Thursday, November 25, 2010

Thankful to be Gay

How do you steer this thing?
I made a decision some time ago that I was not going to pursue any further relationship with the gay lifestyle/way of life.  I would not pursue sexual relationships with men, nor would I remain tied socially to those of my friends who did.  Part of that promise, sadly,  became easier to follow through with as several of my closest friends died of AIDS related illnesses.  Most of the rest of them thought that either I would be back after a quick conservative Sunday sabbatical, or that I was a weak minded freak that actually could be lead away on whims - this time by the Mormon church.
When anyone makes a decision in his life, it becomes like jumping of a plane with a parachute.  The wind and currents, despite the best efforts of the one gliding will take one in directions never imagined once that first commitment was made.



Since I mad my commitment to not pursue that as a style of living or way of attraction, or even a culture, my life has taken twists and turns - many frightening, many lovely.  I am not where I saw myself to be in ten years, but neither am I in a wrong or bad place.  I am better off for the choices I made.  I hope my family feels the same.

Challenges:
(A) In the blog post, reproduce the passage between "Thankful to be" and "the Mormon church.", inclusive, replacing "friends" with "companions".
(B) Summarize the blog post in two sentences.

Segmentation annotation records:
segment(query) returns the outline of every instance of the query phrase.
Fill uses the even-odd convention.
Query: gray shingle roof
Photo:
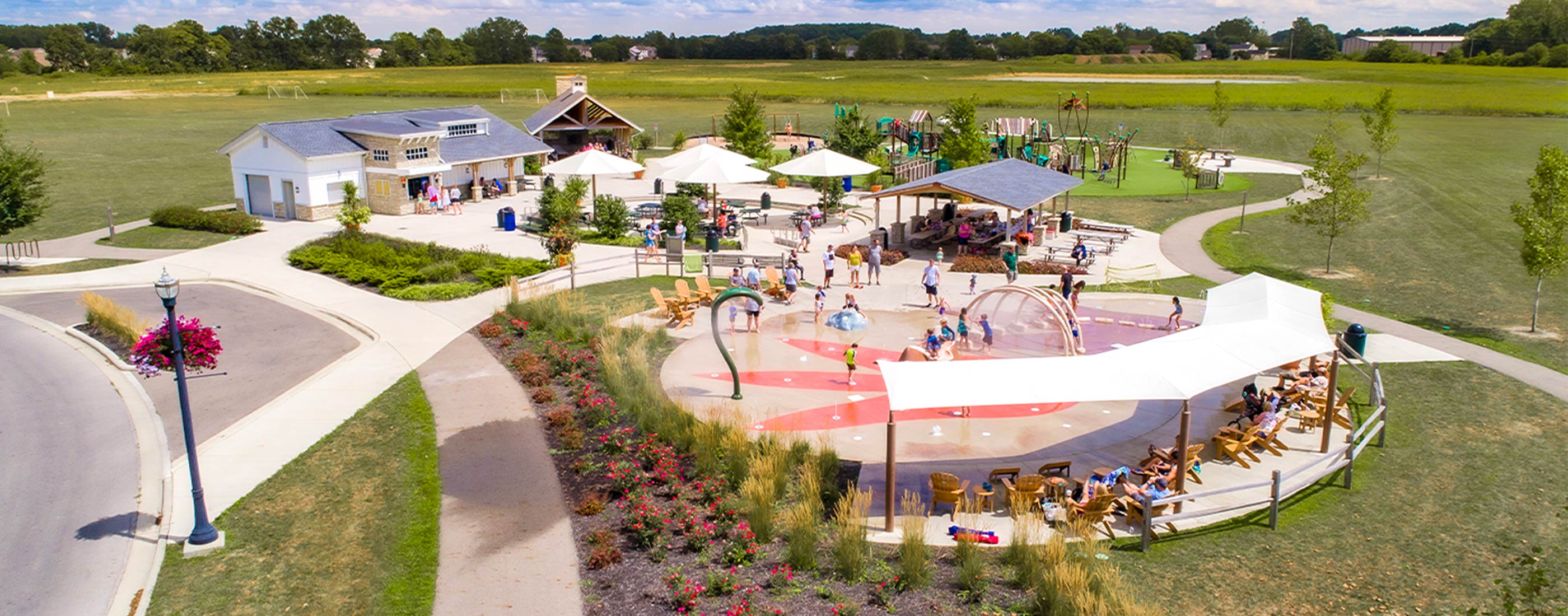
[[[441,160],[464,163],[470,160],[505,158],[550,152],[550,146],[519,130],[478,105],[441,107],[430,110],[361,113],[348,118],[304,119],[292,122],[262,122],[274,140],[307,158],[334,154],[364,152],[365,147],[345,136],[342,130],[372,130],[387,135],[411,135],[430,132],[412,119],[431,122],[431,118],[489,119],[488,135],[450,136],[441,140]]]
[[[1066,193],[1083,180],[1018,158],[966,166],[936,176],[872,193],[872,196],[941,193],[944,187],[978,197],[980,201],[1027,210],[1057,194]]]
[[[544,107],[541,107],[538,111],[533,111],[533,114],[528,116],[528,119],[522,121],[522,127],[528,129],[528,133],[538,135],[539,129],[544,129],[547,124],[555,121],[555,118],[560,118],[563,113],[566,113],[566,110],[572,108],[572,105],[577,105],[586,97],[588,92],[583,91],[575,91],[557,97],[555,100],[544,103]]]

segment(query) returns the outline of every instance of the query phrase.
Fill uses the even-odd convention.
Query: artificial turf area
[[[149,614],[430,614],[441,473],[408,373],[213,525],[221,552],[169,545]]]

--

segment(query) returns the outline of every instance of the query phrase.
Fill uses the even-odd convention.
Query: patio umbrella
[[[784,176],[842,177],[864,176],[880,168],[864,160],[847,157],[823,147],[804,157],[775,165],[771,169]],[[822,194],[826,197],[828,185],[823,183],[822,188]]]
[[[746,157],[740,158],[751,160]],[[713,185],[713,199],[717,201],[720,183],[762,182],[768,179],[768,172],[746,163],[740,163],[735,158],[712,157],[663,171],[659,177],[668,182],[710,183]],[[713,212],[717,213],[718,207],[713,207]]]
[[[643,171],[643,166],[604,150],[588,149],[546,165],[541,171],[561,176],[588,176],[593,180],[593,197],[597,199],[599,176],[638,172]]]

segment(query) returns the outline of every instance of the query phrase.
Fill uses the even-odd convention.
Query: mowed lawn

Outputs for the tasks:
(A)
Thankful to be Gay

How do you steer this thing?
I made a decision some time ago that I was not going to pursue any further relationship with the gay lifestyle/way of life.  I would not pursue sexual relationships with men, nor would I remain tied socially to those of my companions who did.  Part of that promise, sadly,  became easier to follow through with as several of my closest companions died of AIDS related illnesses.  Most of the rest of them thought that either I would be back after a quick conservative Sunday sabbatical, or that I was a weak minded freak that actually could be lead away on whims - this time by the Mormon church.

(B) The writer describes deciding to stop pursuing sexual relationships with men and to step away socially from friends who did, a choice most of those friends expected to be short-lived or dismissed as weakness. Comparing such a decision to a parachute jump whose course the jumper cannot fully steer, the writer says the path since then has brought many twists, some frightening and some lovely, and has left the writer better off.